Néanmoins la priorité de la population demeurait le maintien des Turcs hors de la Djavakhétie qu’ils avaient occupée pendant deux siècles, avant d’avoir été refoulés dans leurs frontières par les Russes. Car lors du bref épisode de l’indépendance des républiques de Transcaucasie de 1918 à 1920-21, la Djavakhétie, dépendant alors du gouvernement de Tbilissi, fut de nouveau attaquée par l’armée turque contre laquelle, seule, la résistance locale ne put défendre la région[vii]. Une partie importante de la population locale, qui tenta d’échapper aux assauts turcs, mourut de famine et de froid, n’ayant pu se réfugier ni en Géorgie, ni en Arménie, elle-même assaillie par les troupes turques dès le retrait des bolcheviks de Transcaucasie en 1918. Cet épisode tragique imprégna la mémoire collective de la population de Djavakhétie, déjà irréversiblement marquée par le génocide des Arméniens d’Anatolie perpétré par le gouvernement « Jeunes Turcs » entre 1915 et 1918. Dès lors, la population a estimé que seuls les Russes pouvaient garantir leur sécurité face au voisin turc. Ces éléments de l’histoire de la Djavakhétie constituent les motifs du sentiment de non-appartenance de la population locale arménienne à la communauté nationale géorgienne.

--------------------------------

D'après le texte sur la Djavakhétie ci-dessus :
(a) Pendant combien de temps les Turcs avaient-ils occupé la Djavakhétie avant d'être refoulés par les Russes ?
(b) De quel gouvernement la Djavakhétie dépendait-elle lors de l'indépendance des républiques de Transcaucasie ?
(c) Selon la population, qui seul pouvait garantir sa sécurité face au voisin turc ?

Données fournies:
--------------------------------

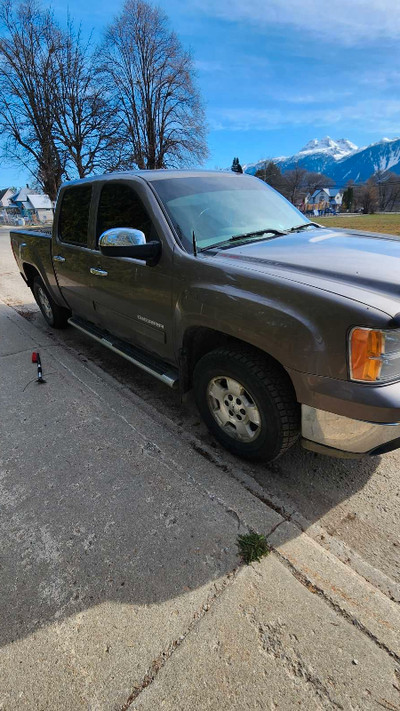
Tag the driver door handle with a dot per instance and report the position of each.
(98, 272)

--------------------------------

Résultat de la tâche:
(a) Pendant deux siècles.
(b) Du gouvernement de Tbilissi.
(c) Les Russes.